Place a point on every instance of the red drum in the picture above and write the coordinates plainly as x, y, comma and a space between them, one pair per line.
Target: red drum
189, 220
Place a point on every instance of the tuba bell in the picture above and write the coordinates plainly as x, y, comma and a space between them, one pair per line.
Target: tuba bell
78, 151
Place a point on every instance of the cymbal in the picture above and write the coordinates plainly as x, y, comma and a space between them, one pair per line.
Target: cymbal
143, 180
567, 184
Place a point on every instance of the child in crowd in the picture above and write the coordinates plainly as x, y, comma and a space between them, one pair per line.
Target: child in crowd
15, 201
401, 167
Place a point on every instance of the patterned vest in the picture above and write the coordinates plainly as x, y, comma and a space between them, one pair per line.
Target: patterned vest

----

→ Problem description
Nothing but the lines from the one with "Place a point on every instance of the child" through the last line of the records above should be retyped, and those word for word.

→ Exercise result
Place a point on every instance of the child in crowd in the picture above and write the coordinates plainly as x, y, comma and a space between them, one pair per line.
Target: child in crowd
15, 201
401, 167
Place a point on every instance of the patterned vest in the picture above and write the coordinates plainly as x, y, comma and a space between them, one pair per line.
Target: patterned vest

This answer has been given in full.